The water height in the reservoir should be level with the top of the water supply tube. The water in the reservoir is continuously circulated using a water pump circulation rate of 85-93 ml/second using a water pump (e.g., Cole-Palmer Masterflex 7518-02) with #6409-15 plastic tubing. The circulation rate is measured by a rotometer tube (e.g., Cole-Palmer N092-04 having stainless steel valves and float). This circulation rate through the rotometer creates a head pressure of 2.5±0.5 psi as measured by an Ashcroft glycerine filled gauge.

Before conducting this measurement, the samples should be conditioned to 23°±1° C. and 50±2% Relative Humidity for 2 hours. The HRC test is also performed in these controlled environmental conditions.

To start the absorbent rate measurement, the 3 in. (7.62 cm) sample is placed on the sample holder. Its weight is recorded in 1 second intervals for a total of 5 seconds. The weight is averaged (herein referred to as “Average Sample Dry Weight”). Next, the circulating water is shunted to the sample water supply for 0.5 seconds by shunting through the valve. The weight reading on the electronic balance is monitored. When the weight begins to increase from zero a stop watch is started. At 2.0 seconds the sample water supply is shunted to the inlet of the circulating pump to break contact between the sample and the water in the supply tube.

The shunt is performed by diverting through the valve. The minimum shunt time is at least 5 seconds. The weight of the sample and absorbed water is recorded to the nearest 0.001 g. at time equals 11.0, 12.0, 13.0, 14.0 and 15.0 seconds. The five measurements are averaged and recorded as “Average Sample Wet Weight”.

The increase in weight of the sample as a result of water being absorbed from the tube to the sample is used to determine the absorbency rate. In this case, the rate (grams of water per second) is calculated as:

(Average Sample Wet Weight−Average Sample Dry Weight)/2 seconds

It is understood by one skilled in the art that the timing, pulsing sequences, and electronic weight measurement can be computer automated.

E. Measurement of Panel Softness

Ideally, prior to softness testing, the paper samples to be tested should be conditioned according to Tappi Method #T402OM-88. Here, samples are preconditioned for 24 hours at a relative humidity level of 10% to 35% and within a temperature range of 22° C. to 40° C. After this preconditioning step, samples should be conditioned for 24 hours at a relative humidity of 48% to 52% and within a temperature range of 22° C. to 24° C.

Ideally, the softness panel testing should take place within the confines of a constant temperature and humidity room. If this is not feasible, all samples, including the controls, should experience identical environmental exposure conditions.

Softness testing is performed as a paired comparison in a form similar to that described in “Manual on Sensory Testing Methods”, ASTM Special Technical Publication 434, published by the American Society For Testing and Materials 1968 and is incorporated herein by reference. Softness is evaluated by subjective testing using what is referred to as a Paired Difference Test. The method employs a standard external to the test material itself. For tactile perceived softness, two samples are presented such that the subject cannot see the samples, and the subject is required to choose one of them on the basis of tactile softness. The result of the test is reported in what is referred to as Panel Score Unit (PSU).

◆ **Information shown**:
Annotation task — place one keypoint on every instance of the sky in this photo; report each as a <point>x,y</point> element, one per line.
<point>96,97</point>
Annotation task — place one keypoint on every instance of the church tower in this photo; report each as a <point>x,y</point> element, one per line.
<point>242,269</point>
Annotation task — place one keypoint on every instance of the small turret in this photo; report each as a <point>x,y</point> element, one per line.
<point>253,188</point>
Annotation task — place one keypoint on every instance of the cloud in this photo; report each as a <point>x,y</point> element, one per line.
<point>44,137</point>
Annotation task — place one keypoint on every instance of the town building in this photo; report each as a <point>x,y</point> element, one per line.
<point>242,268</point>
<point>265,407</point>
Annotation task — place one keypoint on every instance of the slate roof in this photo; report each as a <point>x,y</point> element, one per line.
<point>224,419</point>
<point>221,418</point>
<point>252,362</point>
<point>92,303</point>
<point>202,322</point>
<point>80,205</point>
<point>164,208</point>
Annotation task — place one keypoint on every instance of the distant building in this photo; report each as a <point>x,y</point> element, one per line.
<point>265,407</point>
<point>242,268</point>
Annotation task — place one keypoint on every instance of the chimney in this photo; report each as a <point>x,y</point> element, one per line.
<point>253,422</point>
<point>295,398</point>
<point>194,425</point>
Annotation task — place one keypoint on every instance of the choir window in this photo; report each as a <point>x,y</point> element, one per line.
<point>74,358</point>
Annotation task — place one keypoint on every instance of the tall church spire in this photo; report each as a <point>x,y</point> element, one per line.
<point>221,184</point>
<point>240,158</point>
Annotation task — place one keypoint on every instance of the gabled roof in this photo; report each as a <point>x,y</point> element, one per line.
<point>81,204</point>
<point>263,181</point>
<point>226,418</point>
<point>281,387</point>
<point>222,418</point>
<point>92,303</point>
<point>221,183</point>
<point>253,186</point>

◆ **Required tasks**:
- a) From the paper testing text, copy the stretch from "Softness testing is" through "Score Unit (PSU)." word for word.
- b) Render this sentence from the paper testing text in Spanish: "Ideally, the softness panel testing should take place within the confines of a constant temperature and humidity room."

◆ **Results in order**:
- a)
Softness testing is performed as a paired comparison in a form similar to that described in “Manual on Sensory Testing Methods”, ASTM Special Technical Publication 434, published by the American Society For Testing and Materials 1968 and is incorporated herein by reference. Softness is evaluated by subjective testing using what is referred to as a Paired Difference Test. The method employs a standard external to the test material itself. For tactile perceived softness, two samples are presented such that the subject cannot see the samples, and the subject is required to choose one of them on the basis of tactile softness. The result of the test is reported in what is referred to as Panel Score Unit (PSU).

- b) Idealmente, la prueba de suavidad con panel debería llevarse a cabo dentro de los límites de una sala de temperatura y humedad constantes.